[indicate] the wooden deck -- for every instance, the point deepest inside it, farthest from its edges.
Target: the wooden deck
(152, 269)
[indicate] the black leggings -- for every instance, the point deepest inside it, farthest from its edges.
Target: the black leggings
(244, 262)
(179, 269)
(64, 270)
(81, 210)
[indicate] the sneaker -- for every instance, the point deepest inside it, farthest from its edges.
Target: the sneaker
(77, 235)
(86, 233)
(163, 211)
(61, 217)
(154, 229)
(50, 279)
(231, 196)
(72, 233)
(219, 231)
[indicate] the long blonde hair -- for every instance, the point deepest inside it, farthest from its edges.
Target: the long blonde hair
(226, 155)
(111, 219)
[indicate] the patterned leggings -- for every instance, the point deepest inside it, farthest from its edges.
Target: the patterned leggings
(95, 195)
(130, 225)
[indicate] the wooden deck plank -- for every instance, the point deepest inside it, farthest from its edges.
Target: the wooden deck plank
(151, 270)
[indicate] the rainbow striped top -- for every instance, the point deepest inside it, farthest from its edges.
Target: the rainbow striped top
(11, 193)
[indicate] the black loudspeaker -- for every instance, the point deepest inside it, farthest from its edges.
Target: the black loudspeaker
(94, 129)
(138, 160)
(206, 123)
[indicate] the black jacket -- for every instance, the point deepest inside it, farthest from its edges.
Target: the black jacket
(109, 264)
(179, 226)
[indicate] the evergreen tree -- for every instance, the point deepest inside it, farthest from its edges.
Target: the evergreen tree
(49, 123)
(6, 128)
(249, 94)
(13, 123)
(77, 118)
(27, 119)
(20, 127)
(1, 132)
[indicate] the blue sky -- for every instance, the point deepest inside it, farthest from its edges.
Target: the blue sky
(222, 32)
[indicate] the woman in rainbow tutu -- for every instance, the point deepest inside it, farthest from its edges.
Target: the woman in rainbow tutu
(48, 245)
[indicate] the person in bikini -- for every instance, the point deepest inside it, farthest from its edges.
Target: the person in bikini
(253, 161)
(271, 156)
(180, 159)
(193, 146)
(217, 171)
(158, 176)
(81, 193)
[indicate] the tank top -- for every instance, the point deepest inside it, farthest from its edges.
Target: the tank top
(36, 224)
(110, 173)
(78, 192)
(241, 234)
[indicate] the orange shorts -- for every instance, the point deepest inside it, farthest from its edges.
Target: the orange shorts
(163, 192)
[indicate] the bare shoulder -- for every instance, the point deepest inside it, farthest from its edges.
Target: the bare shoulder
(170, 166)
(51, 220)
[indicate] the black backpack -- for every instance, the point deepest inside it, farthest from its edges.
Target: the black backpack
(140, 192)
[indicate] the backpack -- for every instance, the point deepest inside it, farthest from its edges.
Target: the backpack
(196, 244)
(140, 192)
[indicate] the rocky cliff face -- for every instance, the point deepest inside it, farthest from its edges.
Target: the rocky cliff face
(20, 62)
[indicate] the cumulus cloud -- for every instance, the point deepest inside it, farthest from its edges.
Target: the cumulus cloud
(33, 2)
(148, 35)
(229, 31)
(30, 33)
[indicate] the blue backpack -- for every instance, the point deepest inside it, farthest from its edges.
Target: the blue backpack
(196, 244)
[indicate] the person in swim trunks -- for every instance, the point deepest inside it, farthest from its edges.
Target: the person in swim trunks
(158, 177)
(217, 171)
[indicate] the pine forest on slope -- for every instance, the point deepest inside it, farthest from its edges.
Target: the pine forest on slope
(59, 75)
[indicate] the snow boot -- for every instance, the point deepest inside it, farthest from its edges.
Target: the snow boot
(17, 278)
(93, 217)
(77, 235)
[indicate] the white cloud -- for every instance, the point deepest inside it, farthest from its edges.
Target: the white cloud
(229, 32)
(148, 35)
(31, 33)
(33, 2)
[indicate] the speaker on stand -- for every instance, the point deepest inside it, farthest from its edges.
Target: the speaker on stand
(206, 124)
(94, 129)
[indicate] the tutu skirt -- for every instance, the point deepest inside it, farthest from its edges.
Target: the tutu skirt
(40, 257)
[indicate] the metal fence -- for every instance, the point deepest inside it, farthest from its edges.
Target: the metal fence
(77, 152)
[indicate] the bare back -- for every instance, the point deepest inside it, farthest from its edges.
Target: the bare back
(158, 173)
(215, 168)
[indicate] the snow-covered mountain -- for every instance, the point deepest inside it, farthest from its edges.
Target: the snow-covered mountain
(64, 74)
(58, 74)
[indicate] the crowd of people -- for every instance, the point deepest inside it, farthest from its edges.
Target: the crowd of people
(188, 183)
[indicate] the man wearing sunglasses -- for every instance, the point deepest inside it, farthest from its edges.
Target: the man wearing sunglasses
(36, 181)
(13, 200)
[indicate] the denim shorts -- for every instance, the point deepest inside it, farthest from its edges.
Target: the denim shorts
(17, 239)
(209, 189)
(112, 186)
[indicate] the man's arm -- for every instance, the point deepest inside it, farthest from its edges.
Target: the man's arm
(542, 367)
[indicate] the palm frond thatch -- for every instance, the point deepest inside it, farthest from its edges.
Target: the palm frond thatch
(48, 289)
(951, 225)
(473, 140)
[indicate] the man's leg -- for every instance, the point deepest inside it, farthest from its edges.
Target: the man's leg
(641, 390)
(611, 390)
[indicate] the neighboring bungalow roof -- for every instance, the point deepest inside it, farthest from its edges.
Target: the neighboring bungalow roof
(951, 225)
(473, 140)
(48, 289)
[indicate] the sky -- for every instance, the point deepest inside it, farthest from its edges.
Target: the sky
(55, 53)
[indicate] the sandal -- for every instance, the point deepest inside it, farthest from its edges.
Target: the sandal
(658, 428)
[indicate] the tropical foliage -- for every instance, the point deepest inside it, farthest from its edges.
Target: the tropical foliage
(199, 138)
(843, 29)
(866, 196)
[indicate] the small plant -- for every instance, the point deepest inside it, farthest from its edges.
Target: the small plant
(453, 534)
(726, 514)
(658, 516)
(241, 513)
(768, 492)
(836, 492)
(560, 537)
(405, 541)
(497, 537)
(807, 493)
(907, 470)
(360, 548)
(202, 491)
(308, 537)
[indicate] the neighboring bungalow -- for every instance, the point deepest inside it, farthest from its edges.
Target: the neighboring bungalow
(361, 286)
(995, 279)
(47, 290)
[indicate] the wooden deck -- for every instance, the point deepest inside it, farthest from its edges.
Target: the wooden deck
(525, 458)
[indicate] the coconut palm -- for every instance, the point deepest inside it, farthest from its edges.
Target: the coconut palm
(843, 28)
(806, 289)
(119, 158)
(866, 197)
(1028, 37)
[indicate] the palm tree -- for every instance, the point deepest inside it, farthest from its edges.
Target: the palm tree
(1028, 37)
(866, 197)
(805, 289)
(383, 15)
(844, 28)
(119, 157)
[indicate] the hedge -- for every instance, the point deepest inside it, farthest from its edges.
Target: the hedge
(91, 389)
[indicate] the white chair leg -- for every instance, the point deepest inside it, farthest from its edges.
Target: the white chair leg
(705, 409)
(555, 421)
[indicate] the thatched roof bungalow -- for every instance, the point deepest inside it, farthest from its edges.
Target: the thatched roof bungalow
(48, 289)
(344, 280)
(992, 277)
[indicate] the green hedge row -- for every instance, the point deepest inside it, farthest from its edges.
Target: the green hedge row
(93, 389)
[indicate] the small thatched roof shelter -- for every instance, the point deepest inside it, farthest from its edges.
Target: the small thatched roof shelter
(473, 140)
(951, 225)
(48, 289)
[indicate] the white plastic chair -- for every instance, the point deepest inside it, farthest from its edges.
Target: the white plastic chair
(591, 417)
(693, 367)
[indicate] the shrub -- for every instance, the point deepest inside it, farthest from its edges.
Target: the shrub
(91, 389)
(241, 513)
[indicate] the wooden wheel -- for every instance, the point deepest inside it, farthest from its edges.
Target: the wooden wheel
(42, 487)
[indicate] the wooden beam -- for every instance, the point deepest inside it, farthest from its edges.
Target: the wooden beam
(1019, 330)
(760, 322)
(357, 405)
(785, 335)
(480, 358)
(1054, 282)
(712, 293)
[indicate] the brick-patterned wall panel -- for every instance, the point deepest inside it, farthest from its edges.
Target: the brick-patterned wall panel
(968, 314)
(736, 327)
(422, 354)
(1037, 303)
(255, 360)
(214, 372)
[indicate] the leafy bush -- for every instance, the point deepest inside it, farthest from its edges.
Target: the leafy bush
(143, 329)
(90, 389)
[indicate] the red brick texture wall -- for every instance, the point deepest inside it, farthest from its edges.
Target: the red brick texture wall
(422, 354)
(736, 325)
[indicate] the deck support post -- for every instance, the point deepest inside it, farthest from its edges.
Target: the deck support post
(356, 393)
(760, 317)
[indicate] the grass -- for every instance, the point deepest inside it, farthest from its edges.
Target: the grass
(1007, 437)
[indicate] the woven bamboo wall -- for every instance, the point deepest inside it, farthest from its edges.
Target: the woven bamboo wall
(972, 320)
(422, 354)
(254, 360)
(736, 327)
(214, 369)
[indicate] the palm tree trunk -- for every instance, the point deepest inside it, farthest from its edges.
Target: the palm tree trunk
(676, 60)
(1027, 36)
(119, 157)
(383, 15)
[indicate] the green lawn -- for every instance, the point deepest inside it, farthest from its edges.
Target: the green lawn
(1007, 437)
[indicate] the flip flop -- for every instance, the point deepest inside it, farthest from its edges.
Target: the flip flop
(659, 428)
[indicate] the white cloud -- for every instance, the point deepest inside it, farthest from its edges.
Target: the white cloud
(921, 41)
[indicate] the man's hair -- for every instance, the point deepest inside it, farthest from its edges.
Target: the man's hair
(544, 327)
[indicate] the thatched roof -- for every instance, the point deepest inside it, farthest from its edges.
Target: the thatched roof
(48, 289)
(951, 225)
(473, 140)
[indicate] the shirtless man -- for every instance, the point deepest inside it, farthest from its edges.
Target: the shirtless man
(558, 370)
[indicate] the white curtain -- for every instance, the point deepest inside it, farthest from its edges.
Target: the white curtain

- ASSIGNMENT
With the first line being the one containing "[indicate] the metal" and the last line the one containing "[indicate] the bare back", transcribe exactly the lines above that fall in that range.

- COMPLETED TASK
[indicate] the metal fence -- for every instance, the point deepest inside it, farthest from its edges.
Target: the metal fence
(77, 152)
[indicate] the bare back -- for every instance, the point deepest inside it, farthest from its edges.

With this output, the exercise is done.